◆ Problem to work on ◆
Your output should be the line with "For the pink and" and all following lines of the data below, through the end, repeated exactly.

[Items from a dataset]
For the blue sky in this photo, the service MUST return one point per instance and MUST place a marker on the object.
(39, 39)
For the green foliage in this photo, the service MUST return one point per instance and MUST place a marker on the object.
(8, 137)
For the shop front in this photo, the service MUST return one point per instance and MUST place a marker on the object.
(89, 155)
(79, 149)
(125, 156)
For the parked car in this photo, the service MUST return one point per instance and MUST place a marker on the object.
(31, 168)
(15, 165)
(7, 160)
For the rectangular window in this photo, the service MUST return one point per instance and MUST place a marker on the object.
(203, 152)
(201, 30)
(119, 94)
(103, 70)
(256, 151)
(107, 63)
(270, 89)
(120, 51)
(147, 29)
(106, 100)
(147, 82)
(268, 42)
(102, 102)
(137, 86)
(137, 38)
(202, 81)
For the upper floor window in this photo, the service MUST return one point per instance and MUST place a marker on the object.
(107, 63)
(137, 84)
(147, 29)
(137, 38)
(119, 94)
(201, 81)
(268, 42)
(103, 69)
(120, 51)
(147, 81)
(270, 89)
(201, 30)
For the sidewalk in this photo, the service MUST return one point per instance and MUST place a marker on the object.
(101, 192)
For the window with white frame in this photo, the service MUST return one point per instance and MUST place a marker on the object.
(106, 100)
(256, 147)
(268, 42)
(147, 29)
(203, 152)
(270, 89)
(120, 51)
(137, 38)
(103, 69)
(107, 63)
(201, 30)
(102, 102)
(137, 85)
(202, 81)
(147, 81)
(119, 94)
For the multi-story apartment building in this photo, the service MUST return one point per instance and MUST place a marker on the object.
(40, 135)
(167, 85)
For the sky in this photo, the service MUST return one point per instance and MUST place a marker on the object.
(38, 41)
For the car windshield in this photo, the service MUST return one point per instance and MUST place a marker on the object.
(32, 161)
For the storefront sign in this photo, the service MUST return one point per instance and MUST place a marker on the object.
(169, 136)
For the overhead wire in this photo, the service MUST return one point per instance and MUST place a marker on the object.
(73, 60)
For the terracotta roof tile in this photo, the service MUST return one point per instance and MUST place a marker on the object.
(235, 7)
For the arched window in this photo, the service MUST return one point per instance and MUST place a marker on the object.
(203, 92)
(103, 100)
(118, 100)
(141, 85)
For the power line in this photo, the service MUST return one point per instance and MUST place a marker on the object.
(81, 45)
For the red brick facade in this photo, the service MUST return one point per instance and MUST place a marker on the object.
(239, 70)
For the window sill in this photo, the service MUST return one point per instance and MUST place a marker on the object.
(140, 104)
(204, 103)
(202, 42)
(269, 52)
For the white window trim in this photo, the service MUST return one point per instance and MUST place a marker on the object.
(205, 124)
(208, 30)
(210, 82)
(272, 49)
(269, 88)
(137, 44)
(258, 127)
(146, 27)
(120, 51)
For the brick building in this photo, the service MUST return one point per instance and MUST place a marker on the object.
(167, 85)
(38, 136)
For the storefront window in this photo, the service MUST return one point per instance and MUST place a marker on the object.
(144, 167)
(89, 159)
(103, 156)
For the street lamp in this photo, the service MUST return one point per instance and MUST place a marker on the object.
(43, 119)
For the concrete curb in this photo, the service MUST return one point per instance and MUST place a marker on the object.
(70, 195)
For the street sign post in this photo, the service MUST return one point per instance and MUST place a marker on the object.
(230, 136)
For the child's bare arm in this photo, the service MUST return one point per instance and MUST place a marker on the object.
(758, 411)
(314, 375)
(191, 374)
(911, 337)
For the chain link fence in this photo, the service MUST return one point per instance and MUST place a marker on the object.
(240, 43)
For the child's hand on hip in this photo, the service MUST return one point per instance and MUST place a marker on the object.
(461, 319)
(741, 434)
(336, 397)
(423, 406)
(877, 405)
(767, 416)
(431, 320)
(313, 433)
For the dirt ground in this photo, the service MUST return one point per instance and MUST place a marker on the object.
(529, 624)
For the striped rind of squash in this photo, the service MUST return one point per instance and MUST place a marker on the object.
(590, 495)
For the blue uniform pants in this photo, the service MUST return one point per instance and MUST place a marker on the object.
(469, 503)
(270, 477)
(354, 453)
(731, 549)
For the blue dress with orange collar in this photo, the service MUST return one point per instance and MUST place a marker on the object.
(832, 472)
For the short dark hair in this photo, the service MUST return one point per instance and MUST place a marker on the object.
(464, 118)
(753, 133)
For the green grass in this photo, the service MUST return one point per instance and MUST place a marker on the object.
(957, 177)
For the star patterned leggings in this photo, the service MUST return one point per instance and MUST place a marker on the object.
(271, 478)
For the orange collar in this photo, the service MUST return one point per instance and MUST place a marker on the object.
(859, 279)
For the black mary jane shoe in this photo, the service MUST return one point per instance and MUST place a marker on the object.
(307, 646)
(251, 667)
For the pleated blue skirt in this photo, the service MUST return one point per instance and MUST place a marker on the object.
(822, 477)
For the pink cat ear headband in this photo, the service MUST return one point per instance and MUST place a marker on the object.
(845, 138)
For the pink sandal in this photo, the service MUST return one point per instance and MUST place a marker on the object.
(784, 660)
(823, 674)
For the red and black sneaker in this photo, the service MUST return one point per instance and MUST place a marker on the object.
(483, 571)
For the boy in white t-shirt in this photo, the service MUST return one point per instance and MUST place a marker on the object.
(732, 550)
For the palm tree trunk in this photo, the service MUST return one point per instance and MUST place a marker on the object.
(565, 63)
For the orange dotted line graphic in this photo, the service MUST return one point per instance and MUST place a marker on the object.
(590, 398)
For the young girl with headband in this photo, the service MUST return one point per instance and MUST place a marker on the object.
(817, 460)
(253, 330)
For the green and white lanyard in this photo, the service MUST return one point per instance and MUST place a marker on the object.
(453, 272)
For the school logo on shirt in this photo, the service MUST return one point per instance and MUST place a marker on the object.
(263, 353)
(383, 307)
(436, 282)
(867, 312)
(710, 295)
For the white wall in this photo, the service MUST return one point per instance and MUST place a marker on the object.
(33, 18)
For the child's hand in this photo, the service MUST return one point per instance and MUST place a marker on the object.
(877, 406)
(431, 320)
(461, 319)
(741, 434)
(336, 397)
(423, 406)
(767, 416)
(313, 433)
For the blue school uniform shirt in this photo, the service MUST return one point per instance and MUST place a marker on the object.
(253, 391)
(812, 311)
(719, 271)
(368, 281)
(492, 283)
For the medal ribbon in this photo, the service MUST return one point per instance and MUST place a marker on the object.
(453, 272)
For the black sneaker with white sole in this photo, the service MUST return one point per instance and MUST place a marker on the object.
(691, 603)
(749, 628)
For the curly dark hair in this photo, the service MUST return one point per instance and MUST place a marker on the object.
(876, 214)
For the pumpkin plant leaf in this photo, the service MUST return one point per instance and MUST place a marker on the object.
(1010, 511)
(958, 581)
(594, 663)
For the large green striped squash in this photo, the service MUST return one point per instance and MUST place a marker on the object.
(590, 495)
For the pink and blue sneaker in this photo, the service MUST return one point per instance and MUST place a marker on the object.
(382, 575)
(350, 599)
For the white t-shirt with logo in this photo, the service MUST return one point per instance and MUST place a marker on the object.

◆ Expected answer ◆
For the pink and blue sneaker in this photo, the service MUST return one point per instance and MUST place a marker on the object.
(382, 575)
(350, 599)
For the white t-shirt with logo in this photo, the service MUST return one point per instance and MUST place a marker on the object.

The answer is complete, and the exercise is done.